# Ejercicios:
A) En el artículo sobre el término «viñador», ¿por qué dice el autor que los que se dedican de verdad a la viña están cansados de esas descripciones? Contesta en una a tres oraciones.
B) Prosigue el artículo sobre el término «viñador» a partir de su última frase.
____ Texto de estudio
Por Santiago Jordi, elaborador y vicepresidente de la Unión Internacional de Enólogos
Justo ahora que nos encontramos en vendimia, se vuelve a poner de manifiesto la relevancia de la labor, ilusión y buen hacer de todos aquellos que, durante el año, trabajan la viña y se esfuerzan con esmero y extremo cuidado para que el mosto acabe convirtiéndose en el mejor vino posible.
En este sentido, entre la prensa especializada, cada vez es más recurrente el término “viñador/a” que, recogido por el Diccionario de la Real Academia Española, define a aquella persona que se dedica al cultivo y guarda de la viña. Y dentro de este tipo de prensa, a la que admiro y respeto, hay quien aplica este término a personas que, sin ser muchas veces profesionales en la materia, cuida de sus viñedos y elabora vinos aludiendo a mensajes tan manidos como el del terruño, las variedades autóctonas, la tipicidad o la sostenibilidad vitícola. Se trata de descripciones que, a los que realmente nos dedicamos con pasión y amor a la viña, nos deja un cierto regusto agrio de sensacionalismo barato y rancio del que ya estamos cansados. Y lo estamos porque un viñador no es solo aquel que cultiva una variedad minoritaria, ara con un burro o hace –y no elabora con conocimiento- un vino bajo el influjo de la luna llena. Hay mucho más tras este concepto.
Si fuera tan sencillo, ¿acaso nuestros antepasados, tal y como señala nuestro Diccionario, no habrían sido los auténticos viñadores? ¿No serían viñadores esos otros viticultores que se levantan todos los días para cuidar de un pequeño minifundio en Valdeorras o trescientas hectáreas mecanizadas en Valdepeñas? ¿O no son viñadores los miembros de esa familia que cuida de su pequeña parcela durante los fines de semana y elabora dos barricas para consumo doméstico? Por favor, no confundamos más al consumidor ni apliquemos términos que ya están perfectamente definidos tan alegremente.
________
____ Extracto de datos
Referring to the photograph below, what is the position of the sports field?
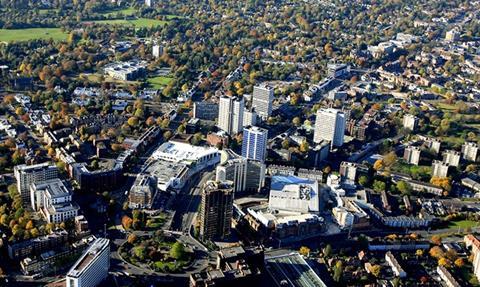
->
________
# Respuestas:
A) Porque un viñador no es solo el que cultiva una variedad minoritaria, ara con un burro o hace un vino bajo el influjo de la luna llena, sin elaborarlo con conocimiento. Según el autor, tras ese concepto hay mucho más.

B)
Cambiando de tercio, aunque también ahondando en la grave crisis de identidad que atraviesa el sector debido a la falta de transmisión de cultura y valores a las futuras generaciones –algo de lo que todos deberíamos sentirnos responsables- quiero resaltar la hipocresía y miseria de algunas administraciones y determinados políticos que pretenden vender su cara más solidaria a través de ayudas no efectivas a nuestro sector con el único fin de que trasciendan a la opinión pública.
Lo cierto es que, en Bruselas –que es donde se negocia y se miden las fuerzas e intereses de todo el sistema de producción agrario de cada país miembro- existen otros vectores imparables y de fuerza mayor que se dirigen desde órbitas superiores y que, claramente, obedeciendo a otros tipos de intereses cruzados, no conciben el vino como lo que siempre ha sido y sigue siendo: un alimento milenario de la cuenca mediterránea con multitud de beneficios para la salud siempre que su consumo se produzca en un marco sociocultural moderado.
Permanezco expectante e incrédulo ante la nueva ley que se está intentando aprobar –y que finalmente saldrá adelante- por la que Europa mostrará en las contraetiquetas de los vinos imágenes que reflejen los daños que puede llegar a producir en los órganos vitales un consumo desorbitado de alcohol, de forma similar a como aparecen en el tabaco. Sin duda, será la puntilla para un sector ya de por sí castigado y condenado a muerte desde hace muchos años frente a la pasividad de administraciones y sectoriales.
Me temo por tanto, basándome en mi propia experiencia en el mundo del vino, que esto no será más que otra moda creada necesariamente por los mismos operadores del sector como herramienta de venta de producto en muchas vertientes a corto plazo. Ya he visto pasar muchas modas y tendencias, creadas a lo largo de la cadena del vino que, si bien satisfacen instantáneamente a unos pocos interesados, finalmente dejan muchos cadáveres a lo largo del camino.